| Task brief |
An exact transcription of the lines below, from the first through the one containing "target | silhouetted grass", is the only output wanted.

| Exercise data |
______________________________

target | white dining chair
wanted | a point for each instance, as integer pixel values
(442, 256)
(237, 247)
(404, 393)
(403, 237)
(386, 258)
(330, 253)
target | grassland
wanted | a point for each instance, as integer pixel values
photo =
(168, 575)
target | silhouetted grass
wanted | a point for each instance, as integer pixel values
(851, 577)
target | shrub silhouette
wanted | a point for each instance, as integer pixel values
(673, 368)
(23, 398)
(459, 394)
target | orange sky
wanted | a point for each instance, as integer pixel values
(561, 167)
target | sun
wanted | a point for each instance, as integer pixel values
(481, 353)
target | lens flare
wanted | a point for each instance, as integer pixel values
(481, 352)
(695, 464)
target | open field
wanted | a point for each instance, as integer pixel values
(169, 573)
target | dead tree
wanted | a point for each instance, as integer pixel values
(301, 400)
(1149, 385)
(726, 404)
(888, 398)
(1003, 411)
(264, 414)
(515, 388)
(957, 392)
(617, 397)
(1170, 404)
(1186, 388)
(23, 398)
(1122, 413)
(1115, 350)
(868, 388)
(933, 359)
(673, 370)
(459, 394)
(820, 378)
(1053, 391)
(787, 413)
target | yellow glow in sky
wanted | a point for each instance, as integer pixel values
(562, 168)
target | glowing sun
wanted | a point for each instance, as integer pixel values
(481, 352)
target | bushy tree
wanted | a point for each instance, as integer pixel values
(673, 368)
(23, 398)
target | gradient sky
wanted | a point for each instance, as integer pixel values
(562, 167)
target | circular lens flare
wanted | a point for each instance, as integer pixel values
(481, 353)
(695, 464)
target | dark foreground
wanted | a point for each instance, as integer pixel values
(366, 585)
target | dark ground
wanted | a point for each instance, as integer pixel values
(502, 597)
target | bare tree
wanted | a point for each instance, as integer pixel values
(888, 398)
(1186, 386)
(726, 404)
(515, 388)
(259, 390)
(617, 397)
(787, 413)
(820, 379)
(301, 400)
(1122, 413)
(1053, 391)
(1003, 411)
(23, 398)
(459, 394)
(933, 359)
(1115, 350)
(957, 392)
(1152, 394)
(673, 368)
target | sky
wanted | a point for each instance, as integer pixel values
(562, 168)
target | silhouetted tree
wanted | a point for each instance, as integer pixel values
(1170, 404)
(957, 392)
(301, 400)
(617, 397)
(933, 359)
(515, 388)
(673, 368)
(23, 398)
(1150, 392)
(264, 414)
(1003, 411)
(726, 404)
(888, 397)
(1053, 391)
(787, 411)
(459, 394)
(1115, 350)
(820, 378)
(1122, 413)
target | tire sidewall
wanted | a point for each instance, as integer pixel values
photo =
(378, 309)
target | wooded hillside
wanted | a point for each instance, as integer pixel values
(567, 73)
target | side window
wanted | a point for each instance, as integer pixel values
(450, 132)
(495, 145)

______________________________

| Finished task |
target | white dining chair
wanted | a point for each instance, as integer pixel values
(442, 256)
(237, 247)
(404, 393)
(403, 237)
(386, 258)
(330, 253)
target | grassland
wanted | a point for each instance, as integer pixel values
photo =
(168, 575)
target | silhouetted grass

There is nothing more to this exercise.